▶ **DIRECTIONS FOR THIS TASK**: Each line below must be reproduced exactly.

Region pointing data:
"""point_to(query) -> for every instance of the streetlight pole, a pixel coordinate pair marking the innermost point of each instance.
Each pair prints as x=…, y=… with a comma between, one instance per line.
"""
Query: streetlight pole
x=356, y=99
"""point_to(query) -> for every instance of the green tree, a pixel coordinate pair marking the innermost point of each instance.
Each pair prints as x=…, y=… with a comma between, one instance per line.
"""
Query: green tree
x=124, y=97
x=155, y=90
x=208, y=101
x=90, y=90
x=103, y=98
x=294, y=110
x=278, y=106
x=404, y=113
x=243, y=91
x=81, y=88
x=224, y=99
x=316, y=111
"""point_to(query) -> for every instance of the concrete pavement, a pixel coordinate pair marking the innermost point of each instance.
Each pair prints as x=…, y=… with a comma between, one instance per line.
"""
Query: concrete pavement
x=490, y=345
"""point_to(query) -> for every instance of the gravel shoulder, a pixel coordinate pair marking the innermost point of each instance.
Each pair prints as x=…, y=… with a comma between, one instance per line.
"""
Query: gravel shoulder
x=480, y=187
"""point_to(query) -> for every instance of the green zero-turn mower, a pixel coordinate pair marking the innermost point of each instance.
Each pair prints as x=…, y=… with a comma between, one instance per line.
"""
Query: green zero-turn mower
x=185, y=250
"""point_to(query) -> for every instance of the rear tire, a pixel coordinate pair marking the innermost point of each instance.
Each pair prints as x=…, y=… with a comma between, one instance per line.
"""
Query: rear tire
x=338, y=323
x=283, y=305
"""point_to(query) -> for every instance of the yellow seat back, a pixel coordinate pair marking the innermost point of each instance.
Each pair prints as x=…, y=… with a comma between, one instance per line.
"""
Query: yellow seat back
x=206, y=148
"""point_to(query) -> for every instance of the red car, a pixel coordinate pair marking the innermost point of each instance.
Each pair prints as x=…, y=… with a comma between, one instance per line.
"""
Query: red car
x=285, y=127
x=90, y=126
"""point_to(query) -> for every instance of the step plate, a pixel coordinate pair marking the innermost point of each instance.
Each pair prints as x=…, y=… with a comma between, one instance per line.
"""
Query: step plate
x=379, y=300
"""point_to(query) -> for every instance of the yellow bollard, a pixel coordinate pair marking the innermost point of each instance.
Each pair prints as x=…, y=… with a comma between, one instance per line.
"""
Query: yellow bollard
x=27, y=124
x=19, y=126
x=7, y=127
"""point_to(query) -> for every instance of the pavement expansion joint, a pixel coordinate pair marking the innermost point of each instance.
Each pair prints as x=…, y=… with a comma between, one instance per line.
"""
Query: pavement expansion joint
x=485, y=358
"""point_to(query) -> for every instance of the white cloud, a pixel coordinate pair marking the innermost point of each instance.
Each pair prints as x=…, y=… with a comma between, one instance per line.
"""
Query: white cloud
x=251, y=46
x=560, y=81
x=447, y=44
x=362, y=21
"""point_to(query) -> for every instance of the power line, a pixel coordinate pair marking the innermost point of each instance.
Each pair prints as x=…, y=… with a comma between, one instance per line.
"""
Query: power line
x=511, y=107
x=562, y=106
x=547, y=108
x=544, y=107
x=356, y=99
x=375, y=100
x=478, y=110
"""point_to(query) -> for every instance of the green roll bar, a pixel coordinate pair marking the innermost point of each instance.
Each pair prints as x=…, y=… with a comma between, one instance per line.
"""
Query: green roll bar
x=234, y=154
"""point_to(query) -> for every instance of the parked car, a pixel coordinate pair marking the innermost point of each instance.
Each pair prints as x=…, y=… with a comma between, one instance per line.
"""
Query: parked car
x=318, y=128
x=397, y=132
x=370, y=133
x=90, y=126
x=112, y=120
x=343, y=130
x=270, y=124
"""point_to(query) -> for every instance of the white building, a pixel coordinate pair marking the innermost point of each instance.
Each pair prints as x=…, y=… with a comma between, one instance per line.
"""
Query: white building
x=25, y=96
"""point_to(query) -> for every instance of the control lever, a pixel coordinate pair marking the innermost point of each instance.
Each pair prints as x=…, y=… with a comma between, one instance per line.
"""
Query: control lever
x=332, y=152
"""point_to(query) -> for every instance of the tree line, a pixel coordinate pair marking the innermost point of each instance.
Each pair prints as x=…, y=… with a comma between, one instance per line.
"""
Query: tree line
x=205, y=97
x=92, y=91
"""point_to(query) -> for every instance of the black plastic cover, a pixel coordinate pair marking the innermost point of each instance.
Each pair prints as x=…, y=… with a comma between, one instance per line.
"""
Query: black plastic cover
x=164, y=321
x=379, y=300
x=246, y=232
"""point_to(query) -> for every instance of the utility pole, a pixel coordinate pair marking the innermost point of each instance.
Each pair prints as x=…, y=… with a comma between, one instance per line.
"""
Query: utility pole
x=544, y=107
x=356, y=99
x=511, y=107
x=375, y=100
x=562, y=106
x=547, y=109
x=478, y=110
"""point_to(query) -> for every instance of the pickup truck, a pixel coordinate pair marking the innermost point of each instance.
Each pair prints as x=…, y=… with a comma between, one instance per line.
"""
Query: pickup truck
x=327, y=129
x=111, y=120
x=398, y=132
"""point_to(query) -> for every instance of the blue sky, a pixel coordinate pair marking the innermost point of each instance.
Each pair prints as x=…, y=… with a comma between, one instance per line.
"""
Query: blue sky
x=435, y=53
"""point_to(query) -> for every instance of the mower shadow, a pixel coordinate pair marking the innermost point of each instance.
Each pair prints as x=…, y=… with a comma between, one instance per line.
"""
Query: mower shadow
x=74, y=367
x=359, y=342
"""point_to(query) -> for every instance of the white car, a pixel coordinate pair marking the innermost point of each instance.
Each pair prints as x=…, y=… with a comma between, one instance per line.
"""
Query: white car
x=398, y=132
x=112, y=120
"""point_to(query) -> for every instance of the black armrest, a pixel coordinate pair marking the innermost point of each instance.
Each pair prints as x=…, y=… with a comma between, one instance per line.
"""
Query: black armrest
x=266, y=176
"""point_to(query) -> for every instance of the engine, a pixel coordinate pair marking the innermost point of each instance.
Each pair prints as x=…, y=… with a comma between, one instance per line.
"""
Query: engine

▶ **SOLVED PROBLEM**:
"""point_to(query) -> for every instance of the streetlight pole, a pixel coordinate pair marking the innermost point of each instance.
Each pair prints as x=…, y=… with a comma between, one instance per line.
"""
Query: streetlight pole
x=356, y=99
"""point_to(query) -> for every instance of the green tree, a pixel coordinate pair marking the innermost point of each instance.
Each pair prints as x=…, y=… with a comma between, one instance per line.
"""
Query: green tree
x=124, y=97
x=155, y=90
x=208, y=101
x=90, y=90
x=103, y=98
x=294, y=110
x=278, y=106
x=404, y=113
x=243, y=91
x=81, y=88
x=224, y=99
x=316, y=111
"""point_to(query) -> for every instance of the concrete pavement, a pixel coordinate pair marking the innermost point of each instance.
Each pair prints as x=…, y=… with a comma between, one instance per line.
"""
Query: concrete pavement
x=490, y=345
"""point_to(query) -> for every instance of the gravel shoulder, a pixel coordinate pair marking the innermost point of each instance.
Each pair prints as x=…, y=… with a comma between, one instance per line.
"""
Query: gravel shoulder
x=480, y=187
"""point_to(query) -> for every instance of the green zero-turn mower, a pixel coordinate pair marking the innermost point of each instance.
Each pair prints as x=…, y=… with a comma between, one instance per line.
"""
Query: green zero-turn mower
x=185, y=250
"""point_to(query) -> for every instance of the rear tire, a pixel coordinate pair marking the innermost point of each instance.
Each pair prints as x=…, y=… with a comma between, one instance per line.
"""
Query: rear tire
x=338, y=323
x=283, y=305
"""point_to(query) -> for every instance of the yellow seat back, a pixel coordinate pair marking the innermost point of each instance.
Each pair prints as x=…, y=… with a comma between, one instance per line.
"""
Query: yellow seat back
x=206, y=148
"""point_to(query) -> for every instance of the red car, a pixel coordinate pair marking the innermost point of each instance.
Each pair prints as x=…, y=… with a comma between, one instance per line.
"""
Query: red car
x=285, y=127
x=90, y=126
"""point_to(query) -> for every instance of the step plate, a pixel coordinate pair marking the innermost point of each instance.
Each pair prints as x=…, y=… with a comma between, one instance per line.
"""
Query: step plate
x=379, y=300
"""point_to(query) -> for every instance of the yellow bollard, a pixel coordinate pair marking the innermost point of each instance.
Each pair prints as x=…, y=… with a comma between, one instance per line.
"""
Query: yellow bollard
x=27, y=124
x=19, y=126
x=7, y=127
"""point_to(query) -> for every instance of the pavement expansion joint, a pixel coordinate pair marking the innermost point of each instance.
Each pair prints as x=…, y=… with a comma between, one instance per line.
"""
Query: pavement expansion joint
x=485, y=358
"""point_to(query) -> for every instance of the white cloud, a pixel coordinate pair marking the innermost point of each instance.
Each pair prints as x=…, y=… with a comma between, one instance per line.
"""
Query: white cloud
x=251, y=46
x=560, y=81
x=447, y=44
x=362, y=21
"""point_to(query) -> for every instance of the power line, a pixel coordinate pair marking the innermost point of each instance.
Each pair prints as x=…, y=… with a comma between, one instance per line.
"""
Query: power line
x=511, y=107
x=562, y=106
x=547, y=108
x=544, y=107
x=356, y=99
x=375, y=100
x=478, y=110
"""point_to(query) -> for every instance of the green roll bar, a pixel coordinate pair marking the innermost point of each instance.
Each pair prints as x=…, y=… with a comma between, one instance per line.
"""
Query: green roll bar
x=234, y=154
"""point_to(query) -> for every instance of the parked car, a pixel coordinate pair marking the innermost point of each instance.
Each pair prints as x=…, y=… with a comma between, one instance per line.
"""
Query: parked car
x=318, y=128
x=397, y=132
x=370, y=133
x=90, y=126
x=112, y=120
x=343, y=130
x=270, y=124
"""point_to(query) -> for every instance of the white building, a pixel coordinate pair marking the innermost point of each instance.
Each pair prints as x=…, y=… with a comma between, one instance per line.
"""
Query: white building
x=25, y=96
"""point_to(query) -> for every instance of the control lever, a pixel coordinate pair marking the innermost point of each instance.
Each pair prints as x=…, y=… with a comma between, one instance per line.
"""
Query: control lever
x=332, y=152
"""point_to(query) -> for every instance of the tree line, a pixel coordinate pair marking the innermost point of each instance.
Each pair prints as x=…, y=… with a comma between, one instance per line.
"""
Query: tree line
x=205, y=97
x=92, y=91
"""point_to(query) -> for every instance of the black plastic cover, a pixel coordinate pair marking the innermost point of each instance.
Each pair prints as x=…, y=… with a comma between, one instance per line.
"""
Query: black plastic cover
x=164, y=321
x=379, y=300
x=246, y=232
"""point_to(query) -> for every instance of the utility pole, a pixel coordinate pair marking the innermost point of each instance.
Each pair prints as x=…, y=… with a comma between, one instance per line.
"""
Query: utility pole
x=544, y=107
x=356, y=99
x=511, y=107
x=375, y=100
x=562, y=106
x=547, y=109
x=478, y=110
"""point_to(query) -> for every instance of the pickup truck, a pixel coordinate pair marking the innermost point of each instance.
Each pair prints as x=…, y=… with a comma between, one instance per line.
"""
Query: pickup truck
x=327, y=129
x=111, y=120
x=398, y=132
"""point_to(query) -> for every instance of the blue sky, a pixel coordinate pair marking the innermost point of each instance.
Each pair prints as x=…, y=… with a comma between, one instance per line.
"""
Query: blue sky
x=435, y=53
"""point_to(query) -> for every instance of the mower shadow, a pixel coordinate pair marking the innermost point of each instance.
Each pair prints as x=…, y=… with a comma between, one instance per line.
"""
Query: mower shadow
x=74, y=367
x=359, y=342
"""point_to(query) -> for every instance of the white car, a pixel coordinate pair marking the innermost point of each instance.
Each pair prints as x=…, y=… with a comma between, one instance per line.
"""
Query: white car
x=398, y=132
x=112, y=120
"""point_to(query) -> for every instance of the black armrest, a pixel coordinate pair marking the innermost point of each instance.
Each pair prints as x=…, y=… with a comma between, one instance per line.
"""
Query: black armrest
x=266, y=176
"""point_to(query) -> for every instance of the engine, a pixel coordinate pair marking the innermost point of each instance.
Each pair prints as x=…, y=… with a comma between, one instance per line.
"""
Query: engine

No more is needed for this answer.